→ **What is expected**
From the potty training prize box text below, reproduce verbatim the passage between "The trinket fades" and "potty training guide.", inclusive.

→ **Selected excerpt**
-*-
Keep pee prizes small and steady: a sticker, a temporary tattoo, the everyday stuff. When poop in the toilet finally happens, the kid reaches deeper in the box for the figurine you’ve been hiding.
If getting poop in the toilet is your sticking point, that’s its own battle. For an autistic kid, potty training autism spectrum needs its own playbook too.
Prizes for Sensory-Sensitive and Resistant Kids
Some kids dig in their heels harder than others, and that’s not stubbornness so much as wiring. A 2022 study found that 49.1% of preschoolers with autism showed toileting resistance, against 8.0% of the general population. So if the standard box isn’t landing, you’re not doing it wrong.
For a sensory-sensitive or autistic kid, predictable beats exciting. Loud, flashing, sticky prizes can backfire. Reach for quiet wins: a smooth stone, a favorite sticker, the same little figurine every time. Sameness is the reassurance here, not the boredom.
Pair the box with a visual schedule so the reward isn’t a surprise but the last step in a known sequence. Sit, wipe, flush, wash, pick a prize. When the kid sees what’s coming, the power struggles tend to shrink, because nobody’s fighting the unknown.
When to Phase Out the Prize Box
Every prize box has an expiration date, and the good news is your kid writes it. Once the potty stops feeling like a battle and starts feeling like a habit, the trinkets matter less than the routine itself.
Stretching the Rewards as Success Sticks
Don’t yank the box the moment things click. Loosen your grip slowly. Once your kid is hitting the toilet reliably, stop handing out a prize for every single win and switch to every other one. Then space it further: a prize for a dry morning, a prize after a few good days in a row. Rewards that show up a little unpredictably hold a behavior longer than rewards that arrive like clockwork, which is exactly what you want as the habit settles in.
The trinket fades and the pride fills in, and your kid starts chasing the “I did it” feeling over the toy. Watch their face after a win, not the box. When the prize barely registers anymore, you’re basically done. For the bigger picture, see our complete potty training guide.
Pairing the Box With a Chart or Sticker System
A chart is what makes the fade feel like progress instead of loss. Every potty success earns a sticker, and a row of stickers builds visibly toward a bigger reward the child can see coming.
The box hands the trinket; the chart handles the tracking. Together they shift the kid’s eye off the immediate prize and onto the streak, which is half the point of phasing out at all. Psychology Today notes reinforcement charts work best on one or two behaviors at a time, with intrinsic motivation taking over once a kid succeeds about 85% of the time.
For setting one up, see a potty training sticker chart guide.
Found this useful? Save it for the next rough afternoon.
-*-
→ **Recorded data**
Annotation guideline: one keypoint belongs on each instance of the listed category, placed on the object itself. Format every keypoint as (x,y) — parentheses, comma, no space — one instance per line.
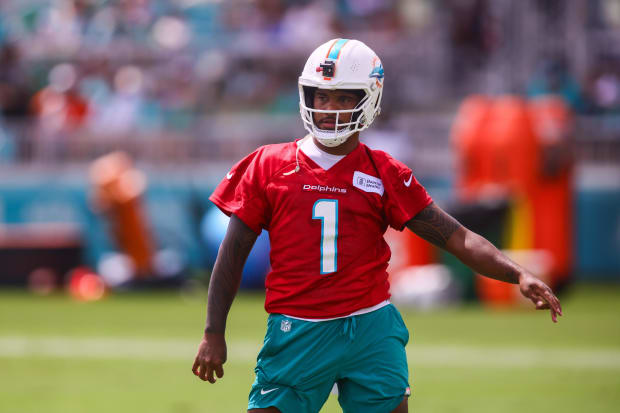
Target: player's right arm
-*-
→ **The solution**
The trinket fades and the pride fills in, and your kid starts chasing the “I did it” feeling over the toy. Watch their face after a win, not the box. When the prize barely registers anymore, you’re basically done. For the bigger picture, see our complete potty training guide.